-------- TEXT

In the present study, the immunostaining of tumor cells with an antibody against calgranulin A showed significant differences regarding the tumor stage and grade of patient specimens. It therefore appears that its expression positively correlates with tumor invasiveness and differentiation, as demonstrated by previous research groups [38,39,40]. Remarkably, calgranulin A expression levels in NMIBC, observed via immunostaining, are very low, with 66.5% of all superficial tumor specimens showing no calgranulin A expression at all (calgranulin A staining index = 0). The overexpression of calgranulin A in NMIBC emerged as a potential prognostic factor, however, and Kaplan–Meier estimates showed significant results for recurrence, progression, and CSS. This suggests a prognostic value, as Cox multivariate regression highlighted calgranulin A expression as an independent prognostic factor for recurrence and progression.

This investigation was a preliminary test to translate the increasingly identified usefulness of calgranulin A as a prognostic marker in BC into clinical routine. Immunostaining with calgranulin A could be performed in routine histopathological assessment, to identify patients with NMIBC and a high risk for recurrence and progression.

----------------

Retype the calgranulin A passage from "This investigation was" to "risk for recurrence and progression.", preserving every word and mark of punctuation. Rely solely on the calgranulin A passage above; draw on no outside information.

-------- SUPPLIED RECORDS

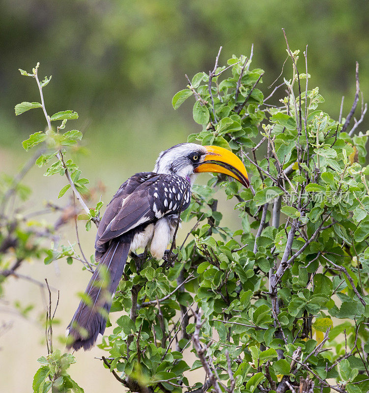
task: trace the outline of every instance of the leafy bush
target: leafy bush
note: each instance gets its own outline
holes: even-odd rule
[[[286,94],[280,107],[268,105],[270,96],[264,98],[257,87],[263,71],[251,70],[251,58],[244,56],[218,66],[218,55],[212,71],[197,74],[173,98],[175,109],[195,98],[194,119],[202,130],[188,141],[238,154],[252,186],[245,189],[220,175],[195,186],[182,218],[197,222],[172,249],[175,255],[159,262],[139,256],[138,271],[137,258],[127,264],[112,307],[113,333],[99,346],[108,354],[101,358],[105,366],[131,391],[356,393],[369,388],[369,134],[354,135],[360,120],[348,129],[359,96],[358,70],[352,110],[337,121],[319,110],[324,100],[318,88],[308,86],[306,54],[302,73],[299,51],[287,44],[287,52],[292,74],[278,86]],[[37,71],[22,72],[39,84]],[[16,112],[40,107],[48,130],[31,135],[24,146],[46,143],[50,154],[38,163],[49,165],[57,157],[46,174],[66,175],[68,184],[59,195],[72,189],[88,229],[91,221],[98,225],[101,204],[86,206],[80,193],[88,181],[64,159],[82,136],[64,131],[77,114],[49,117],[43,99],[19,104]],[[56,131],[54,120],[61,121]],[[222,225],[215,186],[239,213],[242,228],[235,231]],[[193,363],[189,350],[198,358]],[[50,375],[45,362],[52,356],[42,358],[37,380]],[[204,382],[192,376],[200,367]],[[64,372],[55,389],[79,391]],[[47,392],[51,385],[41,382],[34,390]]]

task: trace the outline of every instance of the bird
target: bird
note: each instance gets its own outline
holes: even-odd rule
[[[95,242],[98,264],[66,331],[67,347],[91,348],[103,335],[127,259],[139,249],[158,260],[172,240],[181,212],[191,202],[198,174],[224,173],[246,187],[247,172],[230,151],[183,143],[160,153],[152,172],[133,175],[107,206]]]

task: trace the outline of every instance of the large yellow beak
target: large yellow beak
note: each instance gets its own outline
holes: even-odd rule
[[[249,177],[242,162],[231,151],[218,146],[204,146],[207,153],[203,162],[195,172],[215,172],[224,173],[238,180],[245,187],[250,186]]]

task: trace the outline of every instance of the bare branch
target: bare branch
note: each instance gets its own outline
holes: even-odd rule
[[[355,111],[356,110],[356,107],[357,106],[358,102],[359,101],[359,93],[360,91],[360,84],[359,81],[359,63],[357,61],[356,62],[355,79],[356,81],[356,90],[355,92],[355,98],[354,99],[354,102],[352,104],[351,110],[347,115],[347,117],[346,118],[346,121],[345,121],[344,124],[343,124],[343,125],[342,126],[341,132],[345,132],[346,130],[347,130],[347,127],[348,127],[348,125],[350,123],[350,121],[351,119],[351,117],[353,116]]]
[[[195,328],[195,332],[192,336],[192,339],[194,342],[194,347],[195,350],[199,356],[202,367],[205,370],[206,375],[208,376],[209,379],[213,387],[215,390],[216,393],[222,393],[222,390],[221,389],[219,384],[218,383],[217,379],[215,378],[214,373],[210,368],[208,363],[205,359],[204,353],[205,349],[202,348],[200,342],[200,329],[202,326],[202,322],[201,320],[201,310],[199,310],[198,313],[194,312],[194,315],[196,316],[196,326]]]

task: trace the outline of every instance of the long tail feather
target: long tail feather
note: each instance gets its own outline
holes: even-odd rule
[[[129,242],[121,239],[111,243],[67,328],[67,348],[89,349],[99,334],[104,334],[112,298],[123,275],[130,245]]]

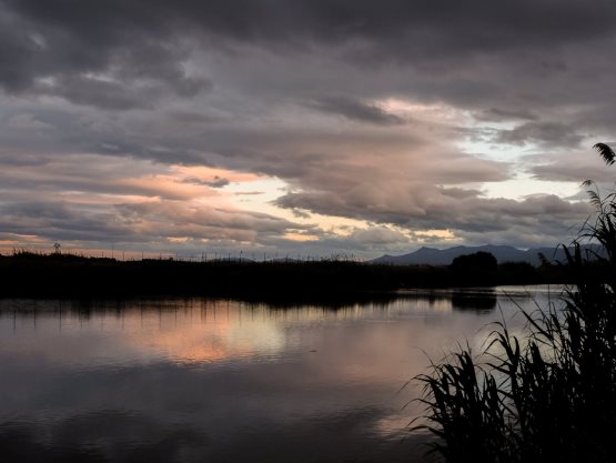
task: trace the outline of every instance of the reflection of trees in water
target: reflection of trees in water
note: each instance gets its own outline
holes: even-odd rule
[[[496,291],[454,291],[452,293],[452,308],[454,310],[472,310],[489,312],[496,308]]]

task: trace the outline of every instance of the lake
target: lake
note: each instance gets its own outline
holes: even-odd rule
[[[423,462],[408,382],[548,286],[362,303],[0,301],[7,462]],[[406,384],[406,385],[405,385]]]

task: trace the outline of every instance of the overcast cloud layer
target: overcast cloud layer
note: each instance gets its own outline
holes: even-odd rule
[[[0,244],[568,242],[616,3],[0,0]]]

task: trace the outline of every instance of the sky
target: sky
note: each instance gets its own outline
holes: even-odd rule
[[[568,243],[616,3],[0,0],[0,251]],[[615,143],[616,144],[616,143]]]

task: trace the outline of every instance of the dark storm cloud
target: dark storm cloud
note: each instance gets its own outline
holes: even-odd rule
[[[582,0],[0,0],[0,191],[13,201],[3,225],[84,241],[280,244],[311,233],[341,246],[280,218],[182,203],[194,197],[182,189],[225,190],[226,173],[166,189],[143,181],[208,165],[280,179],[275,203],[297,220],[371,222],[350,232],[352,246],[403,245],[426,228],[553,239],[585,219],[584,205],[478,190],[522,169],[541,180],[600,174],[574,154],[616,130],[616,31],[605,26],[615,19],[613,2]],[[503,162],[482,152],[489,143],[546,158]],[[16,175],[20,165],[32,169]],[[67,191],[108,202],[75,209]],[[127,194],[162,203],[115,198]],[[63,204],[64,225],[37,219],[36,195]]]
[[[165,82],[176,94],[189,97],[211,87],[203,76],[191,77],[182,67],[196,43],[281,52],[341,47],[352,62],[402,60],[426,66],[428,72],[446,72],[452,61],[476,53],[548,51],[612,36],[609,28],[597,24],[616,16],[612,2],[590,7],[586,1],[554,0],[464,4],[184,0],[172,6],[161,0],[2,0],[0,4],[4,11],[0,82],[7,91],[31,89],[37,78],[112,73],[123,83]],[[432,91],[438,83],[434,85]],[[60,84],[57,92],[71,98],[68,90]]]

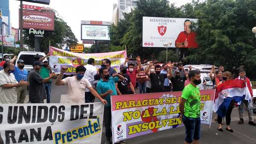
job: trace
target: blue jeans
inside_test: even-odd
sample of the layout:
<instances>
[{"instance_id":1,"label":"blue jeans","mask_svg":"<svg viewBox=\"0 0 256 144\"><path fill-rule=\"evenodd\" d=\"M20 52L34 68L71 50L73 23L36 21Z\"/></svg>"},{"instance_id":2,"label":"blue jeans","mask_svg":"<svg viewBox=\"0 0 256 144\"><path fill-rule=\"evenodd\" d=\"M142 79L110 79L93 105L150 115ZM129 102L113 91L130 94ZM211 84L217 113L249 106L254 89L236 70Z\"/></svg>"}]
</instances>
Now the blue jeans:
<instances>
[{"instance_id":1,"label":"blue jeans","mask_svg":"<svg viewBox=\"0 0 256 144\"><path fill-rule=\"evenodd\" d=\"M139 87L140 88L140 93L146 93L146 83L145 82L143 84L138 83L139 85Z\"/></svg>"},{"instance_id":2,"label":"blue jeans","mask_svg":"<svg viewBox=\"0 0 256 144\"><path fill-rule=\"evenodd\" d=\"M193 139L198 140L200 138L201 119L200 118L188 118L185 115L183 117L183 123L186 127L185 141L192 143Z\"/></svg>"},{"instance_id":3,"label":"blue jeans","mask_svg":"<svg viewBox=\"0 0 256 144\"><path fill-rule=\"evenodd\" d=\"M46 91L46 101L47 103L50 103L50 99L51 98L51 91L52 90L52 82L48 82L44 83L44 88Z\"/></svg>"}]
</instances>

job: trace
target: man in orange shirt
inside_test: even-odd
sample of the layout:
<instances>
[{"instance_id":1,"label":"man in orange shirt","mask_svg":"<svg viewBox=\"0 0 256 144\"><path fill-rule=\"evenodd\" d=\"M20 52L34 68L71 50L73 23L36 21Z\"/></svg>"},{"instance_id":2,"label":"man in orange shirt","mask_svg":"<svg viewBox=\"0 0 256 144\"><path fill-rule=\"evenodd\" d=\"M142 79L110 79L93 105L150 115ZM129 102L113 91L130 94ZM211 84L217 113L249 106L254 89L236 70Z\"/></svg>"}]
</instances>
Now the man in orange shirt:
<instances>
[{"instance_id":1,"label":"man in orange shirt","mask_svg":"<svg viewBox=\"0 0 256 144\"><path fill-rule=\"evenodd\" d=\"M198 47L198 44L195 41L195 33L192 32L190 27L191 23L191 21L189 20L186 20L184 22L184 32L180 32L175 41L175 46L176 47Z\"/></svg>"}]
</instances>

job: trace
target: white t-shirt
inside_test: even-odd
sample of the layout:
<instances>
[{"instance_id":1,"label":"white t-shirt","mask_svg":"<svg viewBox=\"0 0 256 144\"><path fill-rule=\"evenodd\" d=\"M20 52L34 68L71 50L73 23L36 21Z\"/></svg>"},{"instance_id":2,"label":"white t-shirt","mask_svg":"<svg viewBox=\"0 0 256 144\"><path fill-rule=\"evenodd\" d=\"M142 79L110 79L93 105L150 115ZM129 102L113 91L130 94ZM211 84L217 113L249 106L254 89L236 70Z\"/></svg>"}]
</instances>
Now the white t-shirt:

----------------

=== ANSWER AREA ===
This investigation was a preliminary test to translate the increasingly identified usefulness of calgranulin A as a prognostic marker in BC into clinical routine. Immunostaining with calgranulin A could be performed in routine histopathological assessment, to identify patients with NMIBC and a high risk for recurrence and progression.